▶ Set task
Gather every line in the listing below that contains the string "sandbag" and copy each one out.

▶ Location identification listing
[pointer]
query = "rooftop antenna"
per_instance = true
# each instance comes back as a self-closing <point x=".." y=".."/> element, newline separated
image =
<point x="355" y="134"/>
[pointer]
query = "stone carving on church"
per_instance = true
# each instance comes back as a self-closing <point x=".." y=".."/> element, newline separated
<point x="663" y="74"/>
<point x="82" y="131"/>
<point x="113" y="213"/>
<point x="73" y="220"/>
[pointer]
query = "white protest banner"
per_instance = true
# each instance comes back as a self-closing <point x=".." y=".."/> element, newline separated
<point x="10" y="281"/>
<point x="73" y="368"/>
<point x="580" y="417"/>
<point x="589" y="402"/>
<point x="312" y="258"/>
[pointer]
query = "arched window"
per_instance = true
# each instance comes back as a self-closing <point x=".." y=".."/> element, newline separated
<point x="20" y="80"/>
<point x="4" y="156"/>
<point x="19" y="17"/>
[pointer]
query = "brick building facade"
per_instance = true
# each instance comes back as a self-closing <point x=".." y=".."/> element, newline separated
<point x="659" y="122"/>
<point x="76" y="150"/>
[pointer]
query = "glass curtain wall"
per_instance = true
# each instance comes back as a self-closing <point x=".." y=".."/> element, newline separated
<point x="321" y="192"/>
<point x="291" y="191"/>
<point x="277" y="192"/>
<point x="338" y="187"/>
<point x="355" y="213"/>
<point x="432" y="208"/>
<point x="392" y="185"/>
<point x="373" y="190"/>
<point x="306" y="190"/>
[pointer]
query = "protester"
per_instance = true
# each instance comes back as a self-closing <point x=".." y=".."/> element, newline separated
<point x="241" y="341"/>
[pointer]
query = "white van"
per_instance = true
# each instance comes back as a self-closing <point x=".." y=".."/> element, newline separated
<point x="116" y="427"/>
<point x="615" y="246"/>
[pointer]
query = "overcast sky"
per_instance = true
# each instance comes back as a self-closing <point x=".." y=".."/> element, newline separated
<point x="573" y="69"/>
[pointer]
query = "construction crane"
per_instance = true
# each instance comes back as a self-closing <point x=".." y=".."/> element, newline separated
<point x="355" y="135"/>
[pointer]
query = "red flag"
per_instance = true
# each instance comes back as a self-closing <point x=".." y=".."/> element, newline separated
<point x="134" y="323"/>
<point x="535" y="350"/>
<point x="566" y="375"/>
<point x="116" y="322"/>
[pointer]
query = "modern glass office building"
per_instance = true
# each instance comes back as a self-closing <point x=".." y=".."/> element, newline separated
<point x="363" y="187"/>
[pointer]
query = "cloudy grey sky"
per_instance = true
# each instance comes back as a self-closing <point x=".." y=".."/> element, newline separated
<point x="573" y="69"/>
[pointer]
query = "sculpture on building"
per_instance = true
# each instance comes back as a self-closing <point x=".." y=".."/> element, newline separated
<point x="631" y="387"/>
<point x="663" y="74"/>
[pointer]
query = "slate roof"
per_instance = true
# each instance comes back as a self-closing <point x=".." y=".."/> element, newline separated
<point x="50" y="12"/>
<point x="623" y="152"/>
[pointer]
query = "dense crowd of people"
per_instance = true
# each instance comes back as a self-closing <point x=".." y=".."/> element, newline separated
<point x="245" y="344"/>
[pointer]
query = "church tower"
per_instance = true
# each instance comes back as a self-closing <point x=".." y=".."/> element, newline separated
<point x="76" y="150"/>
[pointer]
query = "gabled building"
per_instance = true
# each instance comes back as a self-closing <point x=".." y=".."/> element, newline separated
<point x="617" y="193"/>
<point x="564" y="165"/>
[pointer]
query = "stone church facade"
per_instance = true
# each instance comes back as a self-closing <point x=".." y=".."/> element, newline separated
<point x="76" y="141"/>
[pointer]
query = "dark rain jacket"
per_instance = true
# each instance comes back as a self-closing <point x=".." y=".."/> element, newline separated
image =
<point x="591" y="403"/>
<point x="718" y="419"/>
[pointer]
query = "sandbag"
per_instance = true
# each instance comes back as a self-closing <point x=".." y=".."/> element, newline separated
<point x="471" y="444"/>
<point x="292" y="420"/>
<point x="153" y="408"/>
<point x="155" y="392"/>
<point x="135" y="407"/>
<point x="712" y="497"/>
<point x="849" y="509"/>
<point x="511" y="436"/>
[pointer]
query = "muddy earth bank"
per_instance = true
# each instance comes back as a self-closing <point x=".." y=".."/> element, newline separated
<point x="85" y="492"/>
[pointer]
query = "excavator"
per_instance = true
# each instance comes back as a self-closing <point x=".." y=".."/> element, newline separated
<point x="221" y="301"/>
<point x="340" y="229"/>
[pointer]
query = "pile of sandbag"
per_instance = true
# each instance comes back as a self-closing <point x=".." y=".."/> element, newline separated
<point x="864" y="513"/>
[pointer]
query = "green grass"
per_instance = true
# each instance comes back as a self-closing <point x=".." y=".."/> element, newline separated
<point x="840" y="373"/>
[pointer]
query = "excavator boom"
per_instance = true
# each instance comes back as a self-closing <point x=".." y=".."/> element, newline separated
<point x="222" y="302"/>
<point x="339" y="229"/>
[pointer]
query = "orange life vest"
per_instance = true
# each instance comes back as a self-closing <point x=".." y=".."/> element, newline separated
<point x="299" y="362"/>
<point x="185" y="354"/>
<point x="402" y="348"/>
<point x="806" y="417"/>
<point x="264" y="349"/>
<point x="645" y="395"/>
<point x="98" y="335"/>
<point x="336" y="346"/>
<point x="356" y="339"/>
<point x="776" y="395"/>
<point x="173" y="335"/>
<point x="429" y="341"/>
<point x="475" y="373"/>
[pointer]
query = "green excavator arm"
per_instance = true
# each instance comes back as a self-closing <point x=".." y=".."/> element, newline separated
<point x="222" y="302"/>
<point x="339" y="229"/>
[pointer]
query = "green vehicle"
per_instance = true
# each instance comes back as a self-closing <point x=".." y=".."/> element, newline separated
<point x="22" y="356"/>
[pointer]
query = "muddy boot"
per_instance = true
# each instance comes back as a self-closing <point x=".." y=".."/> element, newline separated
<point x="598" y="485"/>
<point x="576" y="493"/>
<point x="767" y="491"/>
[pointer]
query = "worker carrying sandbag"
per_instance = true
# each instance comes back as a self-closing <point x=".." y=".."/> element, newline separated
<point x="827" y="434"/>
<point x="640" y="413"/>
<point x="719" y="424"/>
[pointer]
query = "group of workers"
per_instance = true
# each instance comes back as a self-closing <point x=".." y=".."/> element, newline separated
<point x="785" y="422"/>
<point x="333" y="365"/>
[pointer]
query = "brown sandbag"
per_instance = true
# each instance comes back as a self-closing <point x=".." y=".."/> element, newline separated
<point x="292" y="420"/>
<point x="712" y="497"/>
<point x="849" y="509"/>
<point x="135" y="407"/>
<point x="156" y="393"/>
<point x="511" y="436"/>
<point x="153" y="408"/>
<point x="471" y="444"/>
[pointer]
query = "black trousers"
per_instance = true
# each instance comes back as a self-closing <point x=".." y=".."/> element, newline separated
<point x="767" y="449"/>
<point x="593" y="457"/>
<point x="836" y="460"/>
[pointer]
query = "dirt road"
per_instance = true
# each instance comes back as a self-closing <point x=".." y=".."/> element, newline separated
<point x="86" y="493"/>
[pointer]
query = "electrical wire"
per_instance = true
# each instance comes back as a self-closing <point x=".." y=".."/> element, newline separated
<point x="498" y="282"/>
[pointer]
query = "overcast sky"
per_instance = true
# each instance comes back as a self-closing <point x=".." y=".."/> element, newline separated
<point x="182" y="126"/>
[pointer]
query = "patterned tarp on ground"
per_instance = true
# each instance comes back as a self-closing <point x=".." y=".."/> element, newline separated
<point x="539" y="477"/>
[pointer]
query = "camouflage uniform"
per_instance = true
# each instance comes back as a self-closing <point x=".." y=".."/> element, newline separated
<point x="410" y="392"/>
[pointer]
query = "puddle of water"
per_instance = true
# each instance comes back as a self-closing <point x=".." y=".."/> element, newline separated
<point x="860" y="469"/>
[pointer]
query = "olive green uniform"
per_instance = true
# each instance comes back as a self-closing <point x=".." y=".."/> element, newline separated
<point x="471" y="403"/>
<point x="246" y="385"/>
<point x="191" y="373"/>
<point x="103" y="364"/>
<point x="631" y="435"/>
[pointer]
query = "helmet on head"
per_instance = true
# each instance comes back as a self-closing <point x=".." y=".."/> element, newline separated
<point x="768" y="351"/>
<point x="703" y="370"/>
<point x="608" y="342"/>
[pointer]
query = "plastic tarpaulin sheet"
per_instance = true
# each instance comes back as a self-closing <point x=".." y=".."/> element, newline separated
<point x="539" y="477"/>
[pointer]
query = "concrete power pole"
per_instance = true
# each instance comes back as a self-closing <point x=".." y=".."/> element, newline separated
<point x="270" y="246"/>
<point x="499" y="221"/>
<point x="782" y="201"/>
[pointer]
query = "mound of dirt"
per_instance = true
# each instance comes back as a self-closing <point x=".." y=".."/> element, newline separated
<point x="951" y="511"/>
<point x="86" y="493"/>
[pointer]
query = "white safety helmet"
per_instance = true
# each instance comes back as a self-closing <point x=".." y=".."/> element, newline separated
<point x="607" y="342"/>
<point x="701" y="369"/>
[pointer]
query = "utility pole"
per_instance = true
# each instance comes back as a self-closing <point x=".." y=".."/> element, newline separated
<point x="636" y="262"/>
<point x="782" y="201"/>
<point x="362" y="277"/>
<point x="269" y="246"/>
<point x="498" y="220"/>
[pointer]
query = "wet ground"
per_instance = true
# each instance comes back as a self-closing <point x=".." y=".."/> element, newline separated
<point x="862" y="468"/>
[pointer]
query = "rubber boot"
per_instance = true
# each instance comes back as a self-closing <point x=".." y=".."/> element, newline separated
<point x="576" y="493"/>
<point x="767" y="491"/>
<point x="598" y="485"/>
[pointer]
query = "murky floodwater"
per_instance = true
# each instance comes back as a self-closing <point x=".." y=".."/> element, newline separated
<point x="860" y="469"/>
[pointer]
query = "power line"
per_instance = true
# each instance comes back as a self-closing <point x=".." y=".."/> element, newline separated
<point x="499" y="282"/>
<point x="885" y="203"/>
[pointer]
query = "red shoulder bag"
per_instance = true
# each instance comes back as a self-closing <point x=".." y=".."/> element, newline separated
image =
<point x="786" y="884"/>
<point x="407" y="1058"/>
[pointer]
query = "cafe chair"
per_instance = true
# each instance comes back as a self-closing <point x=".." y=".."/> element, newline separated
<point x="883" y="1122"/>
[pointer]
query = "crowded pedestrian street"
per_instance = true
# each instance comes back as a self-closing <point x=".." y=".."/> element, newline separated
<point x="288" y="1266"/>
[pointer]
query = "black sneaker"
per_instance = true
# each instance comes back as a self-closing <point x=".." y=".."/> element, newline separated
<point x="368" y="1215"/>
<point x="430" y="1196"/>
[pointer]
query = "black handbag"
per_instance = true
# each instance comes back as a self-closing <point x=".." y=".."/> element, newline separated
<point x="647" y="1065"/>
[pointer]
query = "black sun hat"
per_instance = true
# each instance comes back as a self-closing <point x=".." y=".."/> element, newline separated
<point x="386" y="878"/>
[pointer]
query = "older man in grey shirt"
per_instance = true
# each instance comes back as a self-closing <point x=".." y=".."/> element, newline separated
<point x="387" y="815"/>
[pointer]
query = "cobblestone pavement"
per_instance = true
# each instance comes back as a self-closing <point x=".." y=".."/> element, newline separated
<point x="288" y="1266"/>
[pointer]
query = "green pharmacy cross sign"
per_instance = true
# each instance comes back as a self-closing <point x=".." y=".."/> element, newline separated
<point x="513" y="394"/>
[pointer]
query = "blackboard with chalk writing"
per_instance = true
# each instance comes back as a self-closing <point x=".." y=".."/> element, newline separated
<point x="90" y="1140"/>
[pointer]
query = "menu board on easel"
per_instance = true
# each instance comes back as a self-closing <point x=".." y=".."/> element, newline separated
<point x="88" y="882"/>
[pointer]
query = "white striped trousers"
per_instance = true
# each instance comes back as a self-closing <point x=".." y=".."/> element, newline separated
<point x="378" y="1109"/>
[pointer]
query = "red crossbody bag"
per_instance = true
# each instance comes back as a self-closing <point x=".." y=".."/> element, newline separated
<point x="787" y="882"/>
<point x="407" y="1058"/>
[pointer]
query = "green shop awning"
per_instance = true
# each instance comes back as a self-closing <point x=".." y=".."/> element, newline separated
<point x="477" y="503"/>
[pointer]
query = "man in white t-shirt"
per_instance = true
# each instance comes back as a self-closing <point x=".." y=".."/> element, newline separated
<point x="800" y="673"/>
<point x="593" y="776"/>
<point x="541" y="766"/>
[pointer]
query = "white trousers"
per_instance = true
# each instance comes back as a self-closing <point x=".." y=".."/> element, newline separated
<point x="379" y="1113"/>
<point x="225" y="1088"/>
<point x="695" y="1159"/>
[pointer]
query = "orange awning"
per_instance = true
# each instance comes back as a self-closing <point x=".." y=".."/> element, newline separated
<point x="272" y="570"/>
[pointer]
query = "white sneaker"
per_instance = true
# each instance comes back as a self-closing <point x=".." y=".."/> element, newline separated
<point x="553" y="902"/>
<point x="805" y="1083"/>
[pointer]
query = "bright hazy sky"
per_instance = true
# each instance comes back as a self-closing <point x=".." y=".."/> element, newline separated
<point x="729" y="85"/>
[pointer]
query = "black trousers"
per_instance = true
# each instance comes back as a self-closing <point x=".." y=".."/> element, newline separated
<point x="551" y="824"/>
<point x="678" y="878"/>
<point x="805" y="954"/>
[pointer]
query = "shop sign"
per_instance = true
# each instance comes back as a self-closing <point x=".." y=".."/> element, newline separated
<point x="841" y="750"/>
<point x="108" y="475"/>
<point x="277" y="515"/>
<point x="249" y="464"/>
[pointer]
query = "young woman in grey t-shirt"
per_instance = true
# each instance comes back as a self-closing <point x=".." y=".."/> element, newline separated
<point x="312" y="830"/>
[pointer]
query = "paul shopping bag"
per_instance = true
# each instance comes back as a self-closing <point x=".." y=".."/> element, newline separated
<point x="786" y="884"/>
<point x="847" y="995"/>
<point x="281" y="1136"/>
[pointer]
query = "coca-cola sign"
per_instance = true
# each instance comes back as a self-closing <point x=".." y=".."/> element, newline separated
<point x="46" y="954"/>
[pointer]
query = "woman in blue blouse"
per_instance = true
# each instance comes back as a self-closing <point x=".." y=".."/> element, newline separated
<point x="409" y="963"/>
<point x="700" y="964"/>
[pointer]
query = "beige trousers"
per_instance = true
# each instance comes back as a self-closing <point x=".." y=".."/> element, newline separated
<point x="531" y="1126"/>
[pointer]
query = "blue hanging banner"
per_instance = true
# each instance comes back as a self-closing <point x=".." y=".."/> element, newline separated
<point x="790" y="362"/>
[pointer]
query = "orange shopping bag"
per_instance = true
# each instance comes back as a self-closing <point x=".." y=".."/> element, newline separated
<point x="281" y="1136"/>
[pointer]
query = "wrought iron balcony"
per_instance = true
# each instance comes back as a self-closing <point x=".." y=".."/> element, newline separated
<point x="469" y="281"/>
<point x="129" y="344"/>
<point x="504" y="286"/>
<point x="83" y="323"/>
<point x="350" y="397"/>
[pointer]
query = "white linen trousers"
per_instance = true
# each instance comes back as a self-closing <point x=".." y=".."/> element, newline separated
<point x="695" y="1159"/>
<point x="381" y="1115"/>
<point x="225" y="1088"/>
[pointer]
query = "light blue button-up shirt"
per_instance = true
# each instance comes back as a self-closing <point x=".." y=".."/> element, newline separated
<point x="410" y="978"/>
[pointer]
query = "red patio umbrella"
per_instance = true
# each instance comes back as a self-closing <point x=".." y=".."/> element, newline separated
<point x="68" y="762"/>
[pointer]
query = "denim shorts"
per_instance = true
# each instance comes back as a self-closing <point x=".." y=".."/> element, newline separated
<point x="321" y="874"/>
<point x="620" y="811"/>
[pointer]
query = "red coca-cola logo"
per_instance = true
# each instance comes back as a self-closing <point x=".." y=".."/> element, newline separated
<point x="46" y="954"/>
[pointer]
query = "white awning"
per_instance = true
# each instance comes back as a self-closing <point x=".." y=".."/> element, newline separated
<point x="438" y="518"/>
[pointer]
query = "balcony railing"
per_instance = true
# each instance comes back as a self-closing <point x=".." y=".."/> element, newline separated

▶ Task output
query = "sandbag"
query = "pile of sandbag"
query = "worker carrying sandbag"
query = "brown sandbag"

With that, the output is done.